─── Source document ───

I’m interested in responding to the Orbital Alchemy Challenge. What do I need to do to participate?

To be considered, submit a response before the deadline, May 27, 2022 by 8 pm Eastern Time. 

An eligible response consists of a brief descriptive paper (up to 8 pages in length), along with your contact information and a completed participation agreement. 

We’ve provided a template to help you build your response, but you are not required to use that template. You are welcome to craft your own paper.

A response may optionally include a pitch video, with maximum length of 60 seconds.

In the participation agreement, I’m given the option to opt out of a financial prize. How does that work?

People and organizations choose to participate in Challenges for a variety of reasons: some want the prize money, some just like the challenge, and some hope to develop their idea into a viable product or business. 

Accepting a financial prize means that NASA gains rights to the idea proposed. However, some universities prohibit their researchers from participating in Challenges due to that fact. Likewise, companies may be actively commercializing or marketing their technology. As a result, the potential respondent in some cases may choose not to participate in the Challenge.

───

▶ Instruction A:
Rewrite the records as a numbered list with blank lines omitted, starting with the line containing "In this picture, where can the keyboard" and continuing through the last line of the records.

─── Supplied data ───

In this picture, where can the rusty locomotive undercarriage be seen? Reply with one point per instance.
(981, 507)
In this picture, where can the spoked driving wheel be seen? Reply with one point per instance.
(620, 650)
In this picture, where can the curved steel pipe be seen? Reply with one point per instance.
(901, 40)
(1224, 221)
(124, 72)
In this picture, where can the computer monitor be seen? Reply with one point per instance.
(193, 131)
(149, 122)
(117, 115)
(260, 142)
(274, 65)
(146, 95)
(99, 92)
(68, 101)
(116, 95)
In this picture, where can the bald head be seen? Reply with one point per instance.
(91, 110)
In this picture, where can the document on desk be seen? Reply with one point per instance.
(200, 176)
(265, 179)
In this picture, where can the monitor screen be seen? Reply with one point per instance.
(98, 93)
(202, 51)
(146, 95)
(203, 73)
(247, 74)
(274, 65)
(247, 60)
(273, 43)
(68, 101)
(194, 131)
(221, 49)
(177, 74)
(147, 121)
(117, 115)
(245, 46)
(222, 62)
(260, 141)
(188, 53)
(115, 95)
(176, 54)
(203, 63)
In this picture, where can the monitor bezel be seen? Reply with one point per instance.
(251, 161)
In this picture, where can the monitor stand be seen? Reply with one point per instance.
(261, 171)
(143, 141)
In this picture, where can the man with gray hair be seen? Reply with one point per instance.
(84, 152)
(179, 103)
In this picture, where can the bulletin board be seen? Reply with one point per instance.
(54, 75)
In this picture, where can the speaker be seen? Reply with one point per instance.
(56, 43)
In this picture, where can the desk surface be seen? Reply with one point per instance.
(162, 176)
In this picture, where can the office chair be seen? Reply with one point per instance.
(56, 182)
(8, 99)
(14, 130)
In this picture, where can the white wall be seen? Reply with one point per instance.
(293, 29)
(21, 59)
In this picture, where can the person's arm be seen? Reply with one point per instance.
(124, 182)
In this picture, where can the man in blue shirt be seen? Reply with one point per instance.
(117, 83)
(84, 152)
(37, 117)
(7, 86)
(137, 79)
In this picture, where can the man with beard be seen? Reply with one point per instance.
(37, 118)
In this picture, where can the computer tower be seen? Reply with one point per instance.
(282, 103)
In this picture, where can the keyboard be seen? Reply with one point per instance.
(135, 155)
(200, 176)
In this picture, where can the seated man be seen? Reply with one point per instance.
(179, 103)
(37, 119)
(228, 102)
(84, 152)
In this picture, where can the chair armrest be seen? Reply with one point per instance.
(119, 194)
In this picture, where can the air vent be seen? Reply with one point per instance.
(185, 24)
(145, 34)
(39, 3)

───

▶ Instruction B:
Answer these questions from the Orbital Alchemy Challenge FAQ:
(i) What is the deadline for submitting a response?
(ii) What is the maximum length of the optional pitch video?
(iii) What does NASA gain when a participant accepts a financial prize?

▶ Task result A:
1. In this picture, where can the keyboard be seen? Reply with one point per instance.
2. (135, 155)
3. (200, 176)
4. In this picture, where can the seated man be seen? Reply with one point per instance.
5. (179, 103)
6. (37, 119)
7. (228, 102)
8. (84, 152)
9. In this picture, where can the chair armrest be seen? Reply with one point per instance.
10. (119, 194)
11. In this picture, where can the air vent be seen? Reply with one point per instance.
12. (185, 24)
13. (145, 34)
14. (39, 3)

▶ Task result B:
(i) May 27, 2022, by 8 pm Eastern Time.
(ii) 60 seconds.
(iii) Rights to the idea proposed.